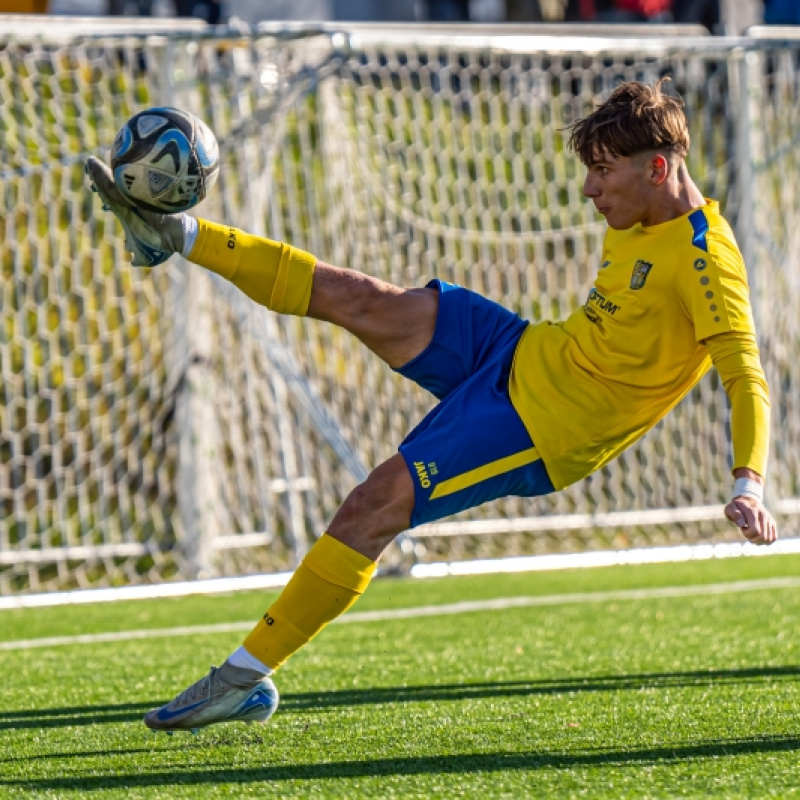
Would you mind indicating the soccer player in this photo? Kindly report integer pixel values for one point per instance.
(524, 409)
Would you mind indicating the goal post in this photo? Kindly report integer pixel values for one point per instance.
(157, 425)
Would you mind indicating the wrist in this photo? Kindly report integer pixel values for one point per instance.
(748, 487)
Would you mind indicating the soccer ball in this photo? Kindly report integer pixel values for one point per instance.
(165, 160)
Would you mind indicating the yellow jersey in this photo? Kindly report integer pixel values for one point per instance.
(588, 387)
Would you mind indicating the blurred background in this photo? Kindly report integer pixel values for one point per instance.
(728, 17)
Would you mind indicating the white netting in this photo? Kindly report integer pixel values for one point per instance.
(158, 424)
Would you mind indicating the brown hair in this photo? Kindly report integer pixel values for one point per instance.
(635, 118)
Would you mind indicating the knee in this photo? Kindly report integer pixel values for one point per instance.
(378, 509)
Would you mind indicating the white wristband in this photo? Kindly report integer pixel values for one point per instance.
(748, 486)
(189, 234)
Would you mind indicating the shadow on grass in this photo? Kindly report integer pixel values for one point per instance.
(321, 701)
(466, 763)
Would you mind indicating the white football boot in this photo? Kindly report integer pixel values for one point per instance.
(226, 694)
(151, 238)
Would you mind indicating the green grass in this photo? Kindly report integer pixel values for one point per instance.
(694, 696)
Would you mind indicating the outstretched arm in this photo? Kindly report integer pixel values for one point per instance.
(735, 355)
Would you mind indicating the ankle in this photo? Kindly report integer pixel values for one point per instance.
(173, 231)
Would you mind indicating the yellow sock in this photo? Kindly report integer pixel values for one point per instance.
(330, 579)
(274, 274)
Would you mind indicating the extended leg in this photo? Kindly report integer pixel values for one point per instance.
(396, 324)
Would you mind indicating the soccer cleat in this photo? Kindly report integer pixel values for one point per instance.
(226, 694)
(151, 238)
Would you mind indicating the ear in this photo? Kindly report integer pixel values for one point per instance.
(657, 169)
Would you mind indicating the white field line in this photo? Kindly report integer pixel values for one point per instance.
(498, 604)
(495, 566)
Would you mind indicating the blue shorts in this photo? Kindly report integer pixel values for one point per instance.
(472, 447)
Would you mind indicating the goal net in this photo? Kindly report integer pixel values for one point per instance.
(158, 425)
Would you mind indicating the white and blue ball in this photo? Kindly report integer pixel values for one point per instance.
(165, 160)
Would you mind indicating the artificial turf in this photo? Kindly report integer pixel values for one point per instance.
(692, 695)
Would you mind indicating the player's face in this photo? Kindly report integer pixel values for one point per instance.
(621, 190)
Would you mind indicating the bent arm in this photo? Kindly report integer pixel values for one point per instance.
(736, 357)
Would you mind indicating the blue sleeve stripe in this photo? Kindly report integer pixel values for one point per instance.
(700, 228)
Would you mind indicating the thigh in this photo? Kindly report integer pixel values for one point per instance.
(472, 448)
(470, 332)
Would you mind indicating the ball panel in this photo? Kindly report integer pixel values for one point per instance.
(165, 160)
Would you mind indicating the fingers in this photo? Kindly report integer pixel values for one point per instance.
(753, 519)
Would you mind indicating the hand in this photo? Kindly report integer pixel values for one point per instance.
(755, 522)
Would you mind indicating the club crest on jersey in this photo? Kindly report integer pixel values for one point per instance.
(641, 269)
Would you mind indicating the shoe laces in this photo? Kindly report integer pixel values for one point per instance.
(201, 688)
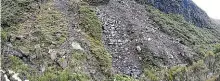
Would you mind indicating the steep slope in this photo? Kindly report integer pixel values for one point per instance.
(190, 11)
(113, 40)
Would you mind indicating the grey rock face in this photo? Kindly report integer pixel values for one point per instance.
(131, 38)
(191, 12)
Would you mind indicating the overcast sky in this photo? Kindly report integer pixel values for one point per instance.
(212, 7)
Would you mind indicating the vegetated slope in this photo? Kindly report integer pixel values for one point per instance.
(96, 40)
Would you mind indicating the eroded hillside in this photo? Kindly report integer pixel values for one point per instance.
(102, 40)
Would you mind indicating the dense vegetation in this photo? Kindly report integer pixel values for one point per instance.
(35, 28)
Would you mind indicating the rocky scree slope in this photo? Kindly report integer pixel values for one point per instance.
(118, 40)
(190, 11)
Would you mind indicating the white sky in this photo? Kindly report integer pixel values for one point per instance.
(212, 7)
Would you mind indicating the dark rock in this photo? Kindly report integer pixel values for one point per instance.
(190, 11)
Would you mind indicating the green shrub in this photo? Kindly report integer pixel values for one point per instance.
(119, 77)
(90, 23)
(13, 11)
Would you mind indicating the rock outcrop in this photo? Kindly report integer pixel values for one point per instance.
(191, 12)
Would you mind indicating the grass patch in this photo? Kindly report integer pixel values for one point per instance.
(92, 26)
(176, 26)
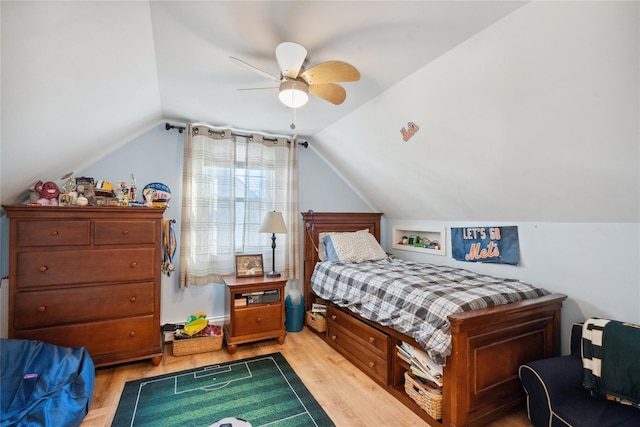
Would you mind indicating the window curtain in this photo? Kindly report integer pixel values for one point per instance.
(230, 182)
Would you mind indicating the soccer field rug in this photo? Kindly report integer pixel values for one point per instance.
(262, 390)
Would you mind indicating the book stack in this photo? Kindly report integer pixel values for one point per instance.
(422, 365)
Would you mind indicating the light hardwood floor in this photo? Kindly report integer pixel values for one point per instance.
(348, 396)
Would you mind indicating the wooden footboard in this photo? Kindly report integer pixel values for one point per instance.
(488, 345)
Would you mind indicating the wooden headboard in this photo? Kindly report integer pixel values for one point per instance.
(323, 222)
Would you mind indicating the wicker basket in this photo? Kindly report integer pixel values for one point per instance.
(426, 397)
(195, 345)
(317, 322)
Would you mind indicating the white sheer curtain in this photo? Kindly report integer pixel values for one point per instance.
(229, 184)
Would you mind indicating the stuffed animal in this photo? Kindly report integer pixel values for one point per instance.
(49, 193)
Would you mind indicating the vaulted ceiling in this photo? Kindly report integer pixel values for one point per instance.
(80, 79)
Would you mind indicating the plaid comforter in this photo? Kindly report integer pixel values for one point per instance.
(415, 298)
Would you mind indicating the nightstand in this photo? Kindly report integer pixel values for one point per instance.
(256, 310)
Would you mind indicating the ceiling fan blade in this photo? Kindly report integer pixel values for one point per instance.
(290, 58)
(331, 92)
(257, 88)
(258, 70)
(331, 71)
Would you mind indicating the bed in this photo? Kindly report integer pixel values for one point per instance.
(487, 345)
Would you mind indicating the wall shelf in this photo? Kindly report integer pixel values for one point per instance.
(435, 238)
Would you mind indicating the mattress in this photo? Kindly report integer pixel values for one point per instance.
(415, 298)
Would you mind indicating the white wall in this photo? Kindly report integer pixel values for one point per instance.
(533, 122)
(594, 264)
(533, 119)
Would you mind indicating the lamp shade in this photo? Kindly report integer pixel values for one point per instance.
(293, 93)
(273, 223)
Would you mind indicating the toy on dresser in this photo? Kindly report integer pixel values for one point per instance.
(49, 193)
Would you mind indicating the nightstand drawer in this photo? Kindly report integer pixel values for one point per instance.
(53, 233)
(38, 269)
(55, 307)
(253, 320)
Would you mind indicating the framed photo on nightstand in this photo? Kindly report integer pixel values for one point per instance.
(249, 265)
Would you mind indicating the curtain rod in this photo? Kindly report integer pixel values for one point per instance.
(169, 126)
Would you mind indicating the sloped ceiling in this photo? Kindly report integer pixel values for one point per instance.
(79, 79)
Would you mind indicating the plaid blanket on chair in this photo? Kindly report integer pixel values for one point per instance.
(415, 298)
(611, 360)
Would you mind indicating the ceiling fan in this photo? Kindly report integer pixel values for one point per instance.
(296, 83)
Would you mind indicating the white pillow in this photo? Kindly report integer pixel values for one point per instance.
(322, 249)
(355, 247)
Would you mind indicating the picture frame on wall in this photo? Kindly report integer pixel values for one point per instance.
(249, 265)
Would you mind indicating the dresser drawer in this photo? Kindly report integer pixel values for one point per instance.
(111, 336)
(55, 307)
(254, 320)
(124, 232)
(376, 341)
(348, 345)
(53, 233)
(38, 269)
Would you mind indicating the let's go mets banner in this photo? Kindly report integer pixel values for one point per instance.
(486, 244)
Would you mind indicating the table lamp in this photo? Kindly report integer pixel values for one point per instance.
(273, 223)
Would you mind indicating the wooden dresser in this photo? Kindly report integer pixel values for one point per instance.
(87, 277)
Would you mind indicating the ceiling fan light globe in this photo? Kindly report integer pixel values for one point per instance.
(293, 94)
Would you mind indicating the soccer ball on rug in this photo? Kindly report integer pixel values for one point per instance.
(231, 422)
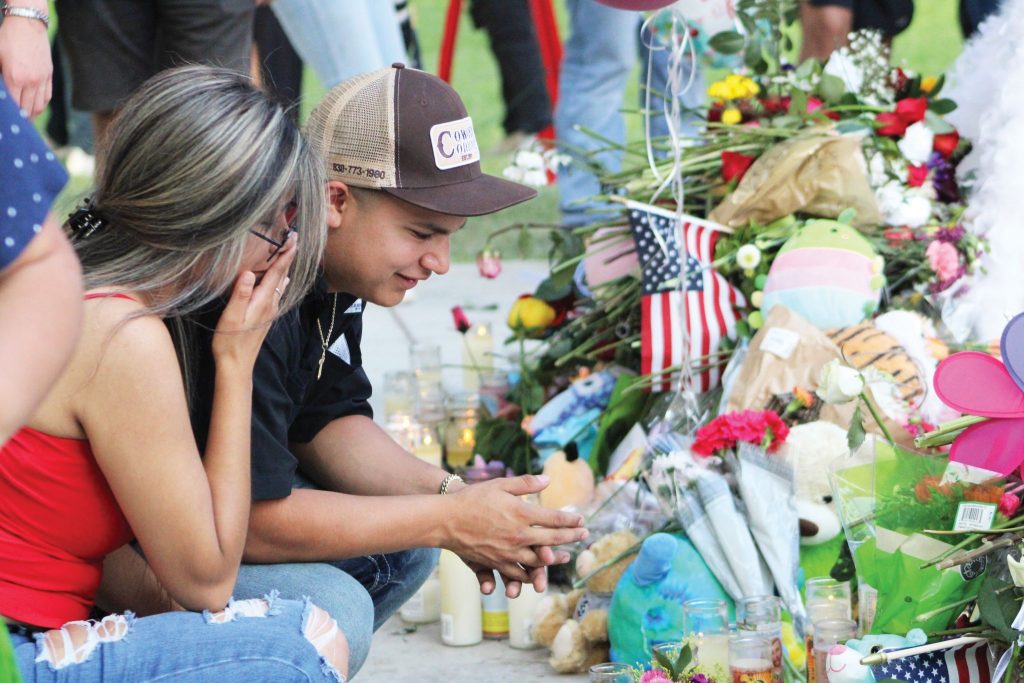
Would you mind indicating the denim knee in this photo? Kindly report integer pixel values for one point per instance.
(416, 563)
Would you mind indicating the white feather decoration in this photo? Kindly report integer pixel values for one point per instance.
(987, 83)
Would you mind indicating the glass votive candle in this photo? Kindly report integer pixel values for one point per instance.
(826, 599)
(751, 659)
(426, 360)
(706, 625)
(762, 616)
(827, 634)
(610, 672)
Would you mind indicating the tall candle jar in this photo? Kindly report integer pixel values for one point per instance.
(706, 626)
(521, 610)
(461, 606)
(751, 659)
(826, 635)
(762, 616)
(460, 432)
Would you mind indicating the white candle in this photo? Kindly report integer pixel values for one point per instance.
(476, 355)
(461, 606)
(428, 449)
(712, 652)
(521, 610)
(425, 606)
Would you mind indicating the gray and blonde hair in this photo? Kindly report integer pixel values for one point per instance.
(195, 159)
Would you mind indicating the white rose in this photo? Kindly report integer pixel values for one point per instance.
(841, 66)
(916, 143)
(839, 383)
(748, 257)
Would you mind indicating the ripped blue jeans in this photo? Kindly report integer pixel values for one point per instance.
(252, 640)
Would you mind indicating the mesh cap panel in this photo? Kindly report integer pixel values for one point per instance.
(352, 128)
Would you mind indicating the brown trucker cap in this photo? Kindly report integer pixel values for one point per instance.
(407, 133)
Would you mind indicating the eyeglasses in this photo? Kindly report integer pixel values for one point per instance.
(291, 211)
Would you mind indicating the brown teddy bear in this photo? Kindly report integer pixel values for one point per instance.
(574, 626)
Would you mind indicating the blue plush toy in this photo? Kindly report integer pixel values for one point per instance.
(843, 664)
(647, 605)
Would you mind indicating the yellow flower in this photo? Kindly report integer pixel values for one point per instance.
(718, 90)
(530, 313)
(731, 116)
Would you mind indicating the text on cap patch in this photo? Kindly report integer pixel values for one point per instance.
(454, 143)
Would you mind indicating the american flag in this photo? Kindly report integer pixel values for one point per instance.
(705, 304)
(968, 664)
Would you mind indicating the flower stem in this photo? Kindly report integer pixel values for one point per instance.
(878, 418)
(946, 432)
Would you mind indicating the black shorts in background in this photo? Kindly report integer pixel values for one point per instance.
(889, 16)
(115, 45)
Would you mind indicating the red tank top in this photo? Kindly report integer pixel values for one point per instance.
(58, 519)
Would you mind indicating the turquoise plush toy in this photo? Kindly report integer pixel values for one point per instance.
(647, 605)
(843, 664)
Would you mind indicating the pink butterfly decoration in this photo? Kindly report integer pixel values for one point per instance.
(976, 383)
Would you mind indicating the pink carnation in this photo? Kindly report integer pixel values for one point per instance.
(944, 259)
(1009, 505)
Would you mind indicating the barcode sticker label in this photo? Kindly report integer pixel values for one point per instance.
(448, 627)
(975, 516)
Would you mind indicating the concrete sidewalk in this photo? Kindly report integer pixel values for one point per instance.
(401, 654)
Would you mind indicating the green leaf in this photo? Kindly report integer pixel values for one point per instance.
(855, 436)
(524, 242)
(942, 107)
(996, 609)
(727, 42)
(830, 88)
(663, 660)
(557, 287)
(937, 124)
(682, 659)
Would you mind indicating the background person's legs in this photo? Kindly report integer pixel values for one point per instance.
(339, 39)
(597, 60)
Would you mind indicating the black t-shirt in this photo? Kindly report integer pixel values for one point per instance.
(289, 402)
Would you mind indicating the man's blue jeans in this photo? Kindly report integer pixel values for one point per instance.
(360, 593)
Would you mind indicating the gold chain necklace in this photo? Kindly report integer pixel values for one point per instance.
(327, 339)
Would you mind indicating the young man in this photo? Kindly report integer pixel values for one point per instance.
(341, 513)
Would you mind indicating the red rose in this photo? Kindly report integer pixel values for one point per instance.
(945, 143)
(775, 104)
(734, 165)
(911, 110)
(915, 175)
(460, 319)
(892, 124)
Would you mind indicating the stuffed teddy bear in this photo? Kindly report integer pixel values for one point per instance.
(810, 450)
(843, 662)
(574, 627)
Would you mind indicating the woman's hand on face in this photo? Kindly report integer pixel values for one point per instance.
(251, 309)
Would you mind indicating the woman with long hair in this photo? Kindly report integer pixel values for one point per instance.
(203, 186)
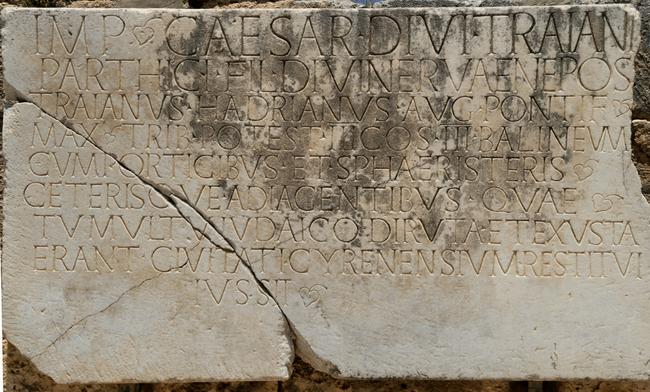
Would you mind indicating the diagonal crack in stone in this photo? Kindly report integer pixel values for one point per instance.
(185, 209)
(85, 318)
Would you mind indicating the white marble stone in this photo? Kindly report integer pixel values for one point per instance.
(425, 193)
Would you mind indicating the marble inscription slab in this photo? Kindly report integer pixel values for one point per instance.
(418, 193)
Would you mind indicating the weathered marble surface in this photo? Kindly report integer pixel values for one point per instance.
(454, 203)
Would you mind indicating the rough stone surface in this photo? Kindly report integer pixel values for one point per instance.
(346, 344)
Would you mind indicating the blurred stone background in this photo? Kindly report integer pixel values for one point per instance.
(21, 375)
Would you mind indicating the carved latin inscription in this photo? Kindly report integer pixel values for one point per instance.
(420, 192)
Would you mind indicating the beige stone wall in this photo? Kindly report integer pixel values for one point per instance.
(21, 375)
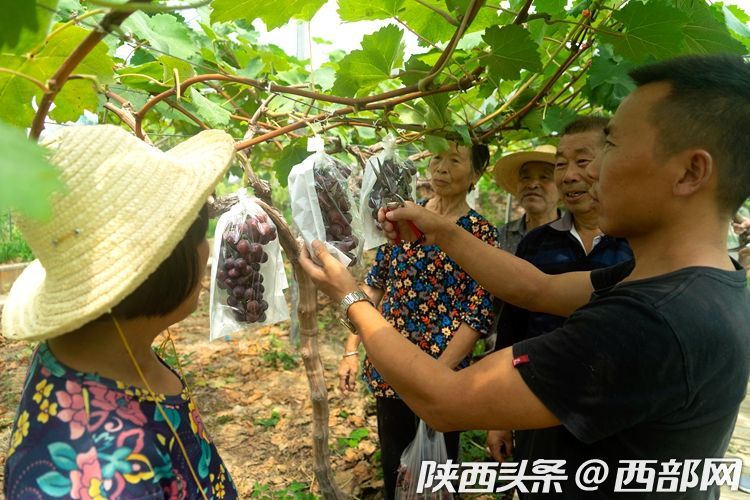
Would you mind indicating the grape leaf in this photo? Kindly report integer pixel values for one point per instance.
(290, 156)
(550, 121)
(607, 79)
(147, 76)
(213, 114)
(273, 14)
(652, 30)
(24, 24)
(356, 10)
(732, 15)
(362, 69)
(16, 92)
(414, 70)
(555, 8)
(163, 32)
(706, 34)
(436, 144)
(512, 50)
(27, 179)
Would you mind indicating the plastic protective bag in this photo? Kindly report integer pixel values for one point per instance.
(428, 445)
(401, 174)
(323, 207)
(247, 275)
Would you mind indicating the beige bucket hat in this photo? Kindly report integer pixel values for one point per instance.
(508, 167)
(126, 206)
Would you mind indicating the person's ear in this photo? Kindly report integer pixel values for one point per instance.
(697, 167)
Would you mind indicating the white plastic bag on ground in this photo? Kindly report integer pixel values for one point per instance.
(402, 175)
(323, 207)
(247, 274)
(411, 484)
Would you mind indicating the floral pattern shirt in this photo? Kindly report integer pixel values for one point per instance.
(426, 296)
(79, 435)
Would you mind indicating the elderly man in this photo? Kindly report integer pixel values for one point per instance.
(572, 243)
(528, 176)
(652, 368)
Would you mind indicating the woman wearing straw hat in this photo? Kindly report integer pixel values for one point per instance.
(101, 415)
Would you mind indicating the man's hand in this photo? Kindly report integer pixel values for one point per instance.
(331, 277)
(500, 444)
(396, 227)
(348, 373)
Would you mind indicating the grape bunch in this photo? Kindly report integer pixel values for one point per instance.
(333, 199)
(239, 267)
(400, 173)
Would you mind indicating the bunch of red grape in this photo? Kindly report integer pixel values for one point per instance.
(239, 267)
(331, 187)
(400, 174)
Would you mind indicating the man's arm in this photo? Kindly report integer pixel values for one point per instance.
(488, 395)
(504, 275)
(460, 346)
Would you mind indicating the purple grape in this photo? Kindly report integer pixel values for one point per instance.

•••

→ Given task
Repeat only the lines running from the line that contains "Would you mind indicating the person's" through the last line above, inclusive.

→ Result
Would you mind indicating the person's ear in this photo? Kindly report integer pixel values for one point per instance.
(697, 167)
Would you mind indicating the white plastic bag on ground in this photo? Kindly report integer pixel values for one point per instance.
(402, 175)
(323, 207)
(247, 274)
(411, 484)
Would you mind indicating the floral pattern shirt in this photo? Kindly report integer pixel values for one point per instance.
(426, 296)
(79, 435)
Would you mind indicating the elderly man in this photo? Kindly report integer pixel values for one point per instance.
(572, 243)
(528, 176)
(652, 368)
Would you mind indicating the woman wearing straw hat in this photo? Kindly report integer pixel values for one point per instance.
(101, 415)
Would you mind indicating the man's hand in this photo? Kindly report integer pixel values for one point per instance.
(331, 277)
(500, 444)
(396, 227)
(348, 373)
Would you mind indicating the grape bunch in this photo? Kindly report integer pixel values for one point per instance.
(333, 199)
(239, 267)
(400, 173)
Would you mind indicating the bunch of red grape in this photo? Kindly report integer pixel values for one point per instance.
(239, 267)
(331, 187)
(400, 174)
Would you mind indicating the man's arm in this photo? Kindly report integer pixel values for one point per instance.
(488, 395)
(504, 275)
(460, 346)
Would you mind indicating the purple grape in this photo? Kindly report integer pixel values for one point per instance.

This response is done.